> **What to work on**: Write the data out again in full, with no departure from the original.

> **Supplied information**:
■ ■ ■ ■ ■
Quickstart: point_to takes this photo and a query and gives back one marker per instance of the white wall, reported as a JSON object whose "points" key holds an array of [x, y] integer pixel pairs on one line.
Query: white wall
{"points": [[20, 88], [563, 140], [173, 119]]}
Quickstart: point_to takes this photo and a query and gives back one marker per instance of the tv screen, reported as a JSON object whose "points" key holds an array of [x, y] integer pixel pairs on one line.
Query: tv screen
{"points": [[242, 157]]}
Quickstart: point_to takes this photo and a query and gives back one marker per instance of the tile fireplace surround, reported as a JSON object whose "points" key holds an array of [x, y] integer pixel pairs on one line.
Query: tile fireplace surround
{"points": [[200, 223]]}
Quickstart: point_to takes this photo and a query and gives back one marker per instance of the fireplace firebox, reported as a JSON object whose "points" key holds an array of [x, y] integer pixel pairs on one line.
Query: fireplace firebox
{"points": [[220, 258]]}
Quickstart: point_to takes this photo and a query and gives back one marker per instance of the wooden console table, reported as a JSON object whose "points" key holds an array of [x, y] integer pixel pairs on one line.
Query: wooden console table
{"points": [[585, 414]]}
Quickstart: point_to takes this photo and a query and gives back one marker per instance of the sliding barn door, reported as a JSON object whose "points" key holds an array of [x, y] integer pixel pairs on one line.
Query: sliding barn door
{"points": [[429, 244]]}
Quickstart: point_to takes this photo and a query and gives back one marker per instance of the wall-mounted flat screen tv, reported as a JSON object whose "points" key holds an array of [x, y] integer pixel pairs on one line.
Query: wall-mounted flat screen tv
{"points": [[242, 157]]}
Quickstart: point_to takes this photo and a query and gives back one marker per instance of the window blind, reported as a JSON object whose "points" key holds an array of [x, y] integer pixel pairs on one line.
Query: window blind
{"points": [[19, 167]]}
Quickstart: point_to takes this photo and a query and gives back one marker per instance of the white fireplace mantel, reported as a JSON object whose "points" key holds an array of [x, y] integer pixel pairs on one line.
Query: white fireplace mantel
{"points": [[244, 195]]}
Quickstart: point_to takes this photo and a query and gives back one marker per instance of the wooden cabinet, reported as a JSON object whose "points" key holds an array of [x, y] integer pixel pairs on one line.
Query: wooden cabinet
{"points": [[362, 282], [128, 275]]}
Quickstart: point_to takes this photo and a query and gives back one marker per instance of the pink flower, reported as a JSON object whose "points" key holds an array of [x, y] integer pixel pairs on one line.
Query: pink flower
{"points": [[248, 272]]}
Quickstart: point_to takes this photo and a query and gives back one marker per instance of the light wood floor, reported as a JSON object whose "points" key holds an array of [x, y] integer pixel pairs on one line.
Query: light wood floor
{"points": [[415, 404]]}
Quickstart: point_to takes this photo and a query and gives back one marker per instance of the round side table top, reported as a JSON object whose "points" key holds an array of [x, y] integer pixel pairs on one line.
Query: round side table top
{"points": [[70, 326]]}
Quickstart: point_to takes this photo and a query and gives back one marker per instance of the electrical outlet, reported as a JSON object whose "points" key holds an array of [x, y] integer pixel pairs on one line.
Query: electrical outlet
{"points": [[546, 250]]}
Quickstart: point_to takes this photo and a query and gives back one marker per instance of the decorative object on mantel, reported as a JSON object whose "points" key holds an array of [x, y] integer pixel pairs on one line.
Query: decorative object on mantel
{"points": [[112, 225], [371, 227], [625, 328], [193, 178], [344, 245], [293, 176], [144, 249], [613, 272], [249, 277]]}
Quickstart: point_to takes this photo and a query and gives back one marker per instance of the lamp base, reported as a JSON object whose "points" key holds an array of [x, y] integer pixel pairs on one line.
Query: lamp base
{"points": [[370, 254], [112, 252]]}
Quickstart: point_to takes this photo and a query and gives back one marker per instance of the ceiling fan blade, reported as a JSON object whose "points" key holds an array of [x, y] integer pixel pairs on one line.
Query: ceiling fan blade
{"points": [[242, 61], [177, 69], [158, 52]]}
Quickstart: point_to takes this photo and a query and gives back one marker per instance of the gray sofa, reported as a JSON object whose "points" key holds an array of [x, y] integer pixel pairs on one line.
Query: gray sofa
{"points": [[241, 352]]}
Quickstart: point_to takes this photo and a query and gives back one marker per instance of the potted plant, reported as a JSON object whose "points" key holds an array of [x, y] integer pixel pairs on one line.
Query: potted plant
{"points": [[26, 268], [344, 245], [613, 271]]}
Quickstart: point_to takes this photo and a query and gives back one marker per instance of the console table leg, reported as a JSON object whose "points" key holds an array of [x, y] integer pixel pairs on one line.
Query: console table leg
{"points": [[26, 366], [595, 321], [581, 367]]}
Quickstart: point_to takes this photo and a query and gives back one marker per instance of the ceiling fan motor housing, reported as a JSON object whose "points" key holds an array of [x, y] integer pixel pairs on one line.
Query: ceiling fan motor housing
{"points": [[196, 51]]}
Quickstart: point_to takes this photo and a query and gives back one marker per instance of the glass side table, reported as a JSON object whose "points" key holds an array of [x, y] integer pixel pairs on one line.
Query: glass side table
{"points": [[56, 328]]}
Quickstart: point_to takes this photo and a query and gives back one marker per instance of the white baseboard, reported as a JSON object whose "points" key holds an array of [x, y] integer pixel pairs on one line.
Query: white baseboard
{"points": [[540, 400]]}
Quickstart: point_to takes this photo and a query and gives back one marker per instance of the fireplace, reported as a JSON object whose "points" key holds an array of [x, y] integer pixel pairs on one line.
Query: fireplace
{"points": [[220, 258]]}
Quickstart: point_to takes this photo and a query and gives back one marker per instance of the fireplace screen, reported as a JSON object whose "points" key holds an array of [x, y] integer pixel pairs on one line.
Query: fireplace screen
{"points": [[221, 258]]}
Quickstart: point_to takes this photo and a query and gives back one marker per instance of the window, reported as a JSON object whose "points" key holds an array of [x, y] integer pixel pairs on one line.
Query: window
■ ■ ■ ■ ■
> **Worked answer**:
Quickstart: point_to takes this photo and a query and gives back one marker per instance of the white wall, reported as a JSON object whose "points" key holds an array of [x, y] integer pixel pairs on one line.
Query: white wall
{"points": [[20, 88], [563, 140], [173, 119]]}
Quickstart: point_to takes this photo and a query and gives back one marker per instance of the tv screen, reported as a JSON object whose "points" key holds an array of [x, y] integer pixel pairs on one line.
Query: tv screen
{"points": [[242, 157]]}
Quickstart: point_to takes this photo and a query and gives back one marker per instance of the tile fireplace surround, reported as a JSON object whose "points" key holds an array of [x, y] integer pixel pairs on one line.
Query: tile fireplace surround
{"points": [[200, 223]]}
Quickstart: point_to takes this photo and a query and gives back one marker per instance of the fireplace firebox, reported as a JSON object whose "points" key holds an array of [x, y] integer pixel pairs on one line.
Query: fireplace firebox
{"points": [[220, 258]]}
Quickstart: point_to takes this photo and a query and gives back one marker per instance of the wooden console table, reported as a JSON object whose "points" key holds an array of [x, y] integer pixel pairs on one line.
Query: wooden console table
{"points": [[585, 414]]}
Quickstart: point_to takes this photo and a query and gives back one marker per instance of the sliding barn door, reported as a JSON object whose "points" key holds an array of [x, y] integer pixel pairs on one line.
Query: sliding barn door
{"points": [[429, 244]]}
Quickstart: point_to takes this photo and a query and gives back one marker per instance of the wall-mounted flat screen tv, reported as a JSON object whose "points" key holds an array of [x, y] integer pixel pairs on one line.
Query: wall-mounted flat screen tv
{"points": [[242, 157]]}
Quickstart: point_to takes this photo and a query and gives back one marker per instance of the window blind, reported as a JSON object whose "points" key holds an array of [x, y] integer pixel pairs on one line.
Query: window blind
{"points": [[19, 167]]}
Quickstart: point_to takes this photo and a query and gives back one marker per instance of the white fireplace mantel, reported as a JSON object whose "points" key holds an array of [x, y] integer pixel pairs on one line.
Query: white fireplace mantel
{"points": [[244, 195]]}
Quickstart: point_to takes this photo and a query and gives back one marker per instance of the wooden cabinet, reported as a JSON object whose "points" key holds an array of [x, y] integer pixel pairs on one line.
Query: wooden cabinet
{"points": [[362, 282], [128, 275]]}
Quickstart: point_to takes this photo and a query and gives back one marker per instance of the pink flower, reported as a JSON object whose "points" key holds an array of [x, y] integer pixel pairs on one line.
Query: pink flower
{"points": [[248, 272]]}
Quickstart: point_to takes this photo and a query and gives back one marker per instance of the light wood floor, reported as a JSON object whose "points" key holds an array of [x, y] integer pixel pairs on one line.
Query: light wood floor
{"points": [[415, 404]]}
Quickstart: point_to takes this photo and a query and gives back one marker per instance of the round side table top, reported as a JSON object whose "points" key holds an array of [x, y] integer pixel pairs on one line.
Query: round side table top
{"points": [[70, 326]]}
Quickstart: point_to takes this photo and a query and gives back one marker per instance of the electrical outlet, reported as a JSON object whose "points" key holds an array of [x, y] integer pixel pairs on one line.
Query: electrical outlet
{"points": [[546, 250]]}
Quickstart: point_to takes this photo and a query and gives back one marker per instance of the decorative object on mantel, reported as a JSON object whose "points" key holds an array of [x, y] integer pixel pairs on one line.
Query: decorative object on mantel
{"points": [[112, 225], [371, 227], [625, 328], [193, 178], [344, 245], [293, 176], [144, 249], [613, 272], [249, 277]]}
Quickstart: point_to takes this photo and a query and gives back one marker per instance of the lamp base, reported as a JSON object whose "points" key holds an array of [x, y] integer pixel pairs on one line.
Query: lamp base
{"points": [[370, 254], [112, 252]]}
Quickstart: point_to takes this photo and a query and gives back one marker per instance of the ceiling fan blade, reported as a JSON object whose "points" key holds an array of [x, y] integer pixel pairs on one line.
Query: ceiling fan blade
{"points": [[242, 61], [177, 69], [158, 52]]}
Quickstart: point_to takes this photo and a query and gives back one marker per instance of the gray sofa, reported as a JSON object whose "points" key holds an array of [x, y] integer pixel pairs on one line.
Query: gray sofa
{"points": [[241, 352]]}
Quickstart: point_to takes this photo and a query and gives back one marker per instance of the potted plant, reported as a JSON object whose "points" key holds an array of [x, y] integer pixel pairs on one line.
Query: potted plant
{"points": [[26, 268], [344, 245], [613, 271]]}
Quickstart: point_to takes this photo and a query and gives back one marker per instance of the console table leg, reported as a JSON object whose "points" key holds an array of [x, y] integer pixel pairs on one line.
Query: console table leg
{"points": [[26, 366], [595, 321], [581, 367]]}
Quickstart: point_to takes this photo and a query and gives back one marker per instance of the ceiling fan motor housing, reported as a JSON object whose "points" key holds an array of [x, y] integer pixel pairs on one line.
Query: ceiling fan motor housing
{"points": [[196, 51]]}
Quickstart: point_to takes this photo and a query and gives back one marker per instance of the glass side table, reported as a JSON object whose "points" key holds an array of [x, y] integer pixel pairs on one line.
Query: glass side table
{"points": [[56, 328]]}
Quickstart: point_to takes this photo and a query and gives back one marker per instance of the white baseboard, reported as a JSON object whose "points" key holds an array of [x, y] integer pixel pairs on one line.
Query: white baseboard
{"points": [[540, 400]]}
Quickstart: point_to takes this photo and a query and gives back one marker per instance of the fireplace, reported as a JSON object whose "points" key holds an array of [x, y] integer pixel pairs on one line.
Query: fireplace
{"points": [[220, 258]]}
Quickstart: point_to takes this photo and a query and gives back one marker per instance of the fireplace screen, reported as a JSON object whose "points" key holds an array of [x, y] integer pixel pairs on one line.
Query: fireplace screen
{"points": [[221, 258]]}
Quickstart: point_to takes this photo and a query and gives back one marker per instance of the window, reported as a JSON object whose "points" key holds an array of [x, y] integer pixel pairs on one line.
Query: window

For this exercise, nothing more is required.